Data supplied start
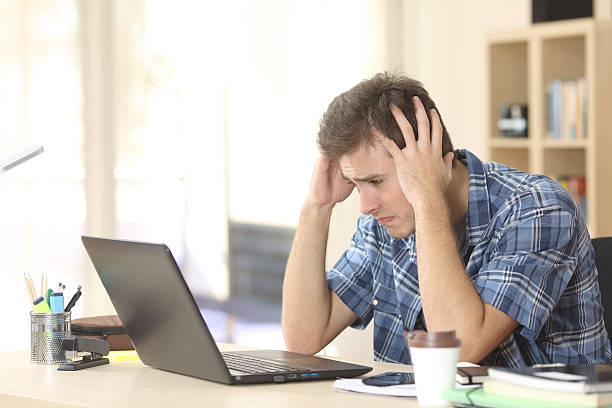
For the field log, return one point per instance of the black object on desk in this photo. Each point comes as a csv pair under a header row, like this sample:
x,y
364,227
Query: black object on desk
x,y
91,351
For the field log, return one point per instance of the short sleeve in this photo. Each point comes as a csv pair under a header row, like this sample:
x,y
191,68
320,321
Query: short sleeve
x,y
530,264
351,280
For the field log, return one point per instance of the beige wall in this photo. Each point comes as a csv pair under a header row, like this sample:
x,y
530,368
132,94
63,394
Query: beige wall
x,y
443,46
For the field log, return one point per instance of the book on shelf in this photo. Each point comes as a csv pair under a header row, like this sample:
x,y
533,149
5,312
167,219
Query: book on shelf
x,y
504,388
585,378
567,109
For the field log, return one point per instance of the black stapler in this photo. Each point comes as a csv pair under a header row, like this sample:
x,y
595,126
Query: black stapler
x,y
89,350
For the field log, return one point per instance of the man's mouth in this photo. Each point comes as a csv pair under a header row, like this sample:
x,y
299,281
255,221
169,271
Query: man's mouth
x,y
385,220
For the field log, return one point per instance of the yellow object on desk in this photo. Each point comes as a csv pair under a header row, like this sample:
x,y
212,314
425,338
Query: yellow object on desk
x,y
123,355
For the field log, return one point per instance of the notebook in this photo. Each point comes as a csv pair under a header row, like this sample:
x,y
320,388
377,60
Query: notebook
x,y
586,378
169,332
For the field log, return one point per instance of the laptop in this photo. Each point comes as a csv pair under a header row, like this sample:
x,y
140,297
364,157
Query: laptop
x,y
168,330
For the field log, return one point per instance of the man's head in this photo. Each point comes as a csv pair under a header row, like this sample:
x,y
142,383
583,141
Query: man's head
x,y
346,137
350,118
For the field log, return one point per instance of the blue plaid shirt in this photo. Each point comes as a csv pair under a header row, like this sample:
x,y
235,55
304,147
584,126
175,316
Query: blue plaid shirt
x,y
527,252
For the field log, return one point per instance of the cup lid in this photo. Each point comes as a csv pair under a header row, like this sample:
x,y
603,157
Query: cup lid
x,y
421,338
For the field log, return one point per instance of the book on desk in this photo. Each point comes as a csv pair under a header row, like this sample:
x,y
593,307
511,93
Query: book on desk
x,y
547,386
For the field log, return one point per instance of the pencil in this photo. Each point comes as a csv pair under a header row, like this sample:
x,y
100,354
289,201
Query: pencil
x,y
31,283
28,289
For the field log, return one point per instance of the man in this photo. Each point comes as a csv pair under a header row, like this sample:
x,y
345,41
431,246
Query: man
x,y
445,242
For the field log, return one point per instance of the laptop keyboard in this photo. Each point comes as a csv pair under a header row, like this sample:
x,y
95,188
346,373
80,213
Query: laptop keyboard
x,y
254,365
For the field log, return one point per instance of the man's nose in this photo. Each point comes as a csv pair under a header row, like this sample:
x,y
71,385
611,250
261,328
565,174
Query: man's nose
x,y
367,202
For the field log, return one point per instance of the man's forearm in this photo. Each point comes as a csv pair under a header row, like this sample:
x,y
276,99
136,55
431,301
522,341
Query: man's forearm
x,y
448,297
306,298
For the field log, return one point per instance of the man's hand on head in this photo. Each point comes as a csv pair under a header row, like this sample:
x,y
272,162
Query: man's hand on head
x,y
423,173
327,186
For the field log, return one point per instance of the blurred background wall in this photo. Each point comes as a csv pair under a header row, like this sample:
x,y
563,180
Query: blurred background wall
x,y
194,124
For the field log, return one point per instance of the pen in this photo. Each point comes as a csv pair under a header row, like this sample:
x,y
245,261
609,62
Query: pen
x,y
29,288
42,284
57,302
75,297
49,292
40,306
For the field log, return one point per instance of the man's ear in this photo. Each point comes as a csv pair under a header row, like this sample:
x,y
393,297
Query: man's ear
x,y
448,161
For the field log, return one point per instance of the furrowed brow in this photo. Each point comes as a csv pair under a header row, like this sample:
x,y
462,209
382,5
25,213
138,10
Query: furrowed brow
x,y
364,179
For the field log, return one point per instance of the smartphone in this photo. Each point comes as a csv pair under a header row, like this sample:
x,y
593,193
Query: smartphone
x,y
383,380
18,158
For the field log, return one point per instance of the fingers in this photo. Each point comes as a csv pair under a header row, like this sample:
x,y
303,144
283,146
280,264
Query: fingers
x,y
436,132
387,143
422,121
404,126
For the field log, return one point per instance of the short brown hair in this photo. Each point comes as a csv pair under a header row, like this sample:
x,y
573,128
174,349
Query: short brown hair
x,y
350,118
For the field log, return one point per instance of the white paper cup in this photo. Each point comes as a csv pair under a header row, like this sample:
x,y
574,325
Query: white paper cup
x,y
434,369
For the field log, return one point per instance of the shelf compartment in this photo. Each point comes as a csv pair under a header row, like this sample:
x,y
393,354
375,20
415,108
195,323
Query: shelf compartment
x,y
564,162
513,157
508,78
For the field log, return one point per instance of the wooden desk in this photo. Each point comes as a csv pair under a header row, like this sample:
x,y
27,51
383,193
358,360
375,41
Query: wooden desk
x,y
132,384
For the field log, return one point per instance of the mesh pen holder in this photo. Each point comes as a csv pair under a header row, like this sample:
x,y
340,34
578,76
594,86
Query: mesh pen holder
x,y
47,332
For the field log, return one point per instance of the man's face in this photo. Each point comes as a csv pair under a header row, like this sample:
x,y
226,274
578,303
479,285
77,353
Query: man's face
x,y
372,170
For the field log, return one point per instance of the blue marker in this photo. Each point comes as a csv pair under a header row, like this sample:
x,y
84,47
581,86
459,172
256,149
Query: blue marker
x,y
57,302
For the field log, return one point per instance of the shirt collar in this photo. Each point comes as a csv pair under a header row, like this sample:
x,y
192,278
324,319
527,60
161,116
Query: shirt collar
x,y
479,211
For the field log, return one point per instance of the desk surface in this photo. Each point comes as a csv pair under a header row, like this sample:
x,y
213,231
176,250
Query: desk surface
x,y
122,384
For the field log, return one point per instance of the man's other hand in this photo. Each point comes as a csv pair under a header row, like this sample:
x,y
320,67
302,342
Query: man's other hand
x,y
421,170
327,186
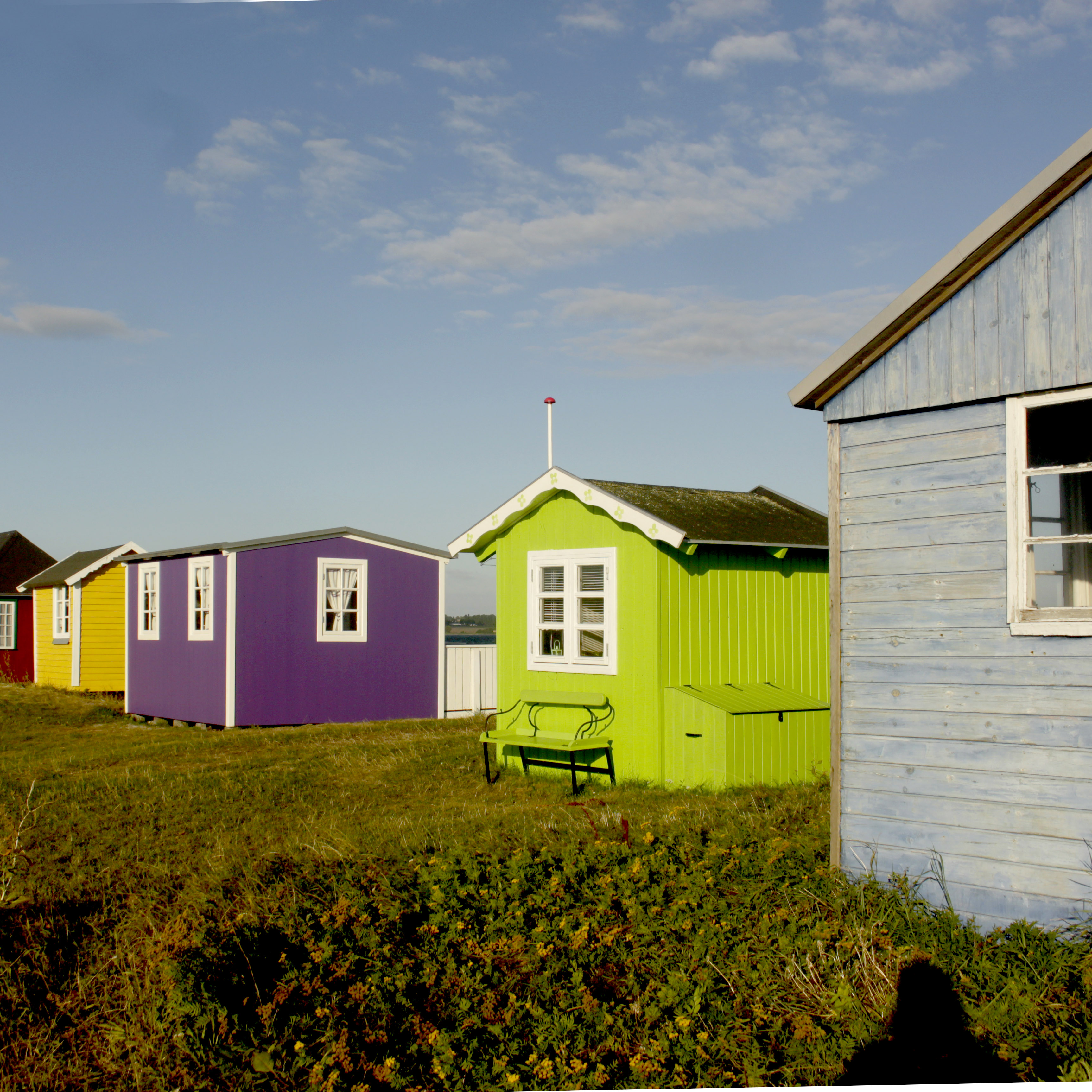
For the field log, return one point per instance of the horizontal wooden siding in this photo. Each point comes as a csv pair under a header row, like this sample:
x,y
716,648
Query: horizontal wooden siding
x,y
960,743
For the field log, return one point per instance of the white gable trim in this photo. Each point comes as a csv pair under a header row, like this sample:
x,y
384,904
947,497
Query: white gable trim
x,y
104,561
551,483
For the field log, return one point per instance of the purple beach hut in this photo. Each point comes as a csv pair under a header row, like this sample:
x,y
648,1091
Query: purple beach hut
x,y
327,626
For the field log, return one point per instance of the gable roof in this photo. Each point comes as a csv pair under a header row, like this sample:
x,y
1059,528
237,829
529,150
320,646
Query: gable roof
x,y
20,560
960,266
306,536
77,566
673,515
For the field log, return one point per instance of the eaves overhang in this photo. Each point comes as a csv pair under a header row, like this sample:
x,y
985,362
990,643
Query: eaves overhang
x,y
478,538
983,246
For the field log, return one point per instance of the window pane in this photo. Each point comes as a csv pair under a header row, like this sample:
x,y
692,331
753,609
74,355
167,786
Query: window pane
x,y
591,611
1061,504
553,611
591,578
553,578
1063,575
1061,435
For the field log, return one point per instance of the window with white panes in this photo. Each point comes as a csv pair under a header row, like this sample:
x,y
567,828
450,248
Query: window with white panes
x,y
200,611
572,612
7,624
343,600
63,612
1050,438
148,605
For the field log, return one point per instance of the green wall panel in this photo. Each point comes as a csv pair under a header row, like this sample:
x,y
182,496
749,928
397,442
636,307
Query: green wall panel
x,y
566,524
718,616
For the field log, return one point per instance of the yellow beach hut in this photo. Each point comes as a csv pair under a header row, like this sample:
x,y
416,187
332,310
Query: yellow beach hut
x,y
80,621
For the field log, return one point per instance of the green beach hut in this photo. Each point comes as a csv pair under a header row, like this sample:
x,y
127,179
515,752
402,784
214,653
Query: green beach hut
x,y
700,614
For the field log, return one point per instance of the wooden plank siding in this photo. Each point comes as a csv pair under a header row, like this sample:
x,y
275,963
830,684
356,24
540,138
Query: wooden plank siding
x,y
958,739
1024,325
55,661
103,631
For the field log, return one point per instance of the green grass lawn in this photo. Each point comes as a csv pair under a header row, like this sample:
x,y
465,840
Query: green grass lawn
Data supplied end
**Task requirements**
Put the lines of the listing into a JSON list of strings with one string per line and no blank lines. Include only the lines that begin at the line containing "the wooden plank" and end at the final line of the listing, with both of those lines included.

**Complete response**
[
  "For the field log, return one point per instance of the wooden plank siding in this photo. Each point comes as a csv pair under a header row, like this sample:",
  "x,y",
  "275,963",
  "830,684",
  "356,24",
  "540,138",
  "Query: wooden plank siding",
  "x,y",
  "958,739",
  "1024,325",
  "55,661",
  "103,631",
  "For the field log, return one point per instance of the green grass lawn in this photo. Each point comes as a csv pair under a header row, like this sample:",
  "x,y",
  "465,840",
  "Query: green grass lawn"
]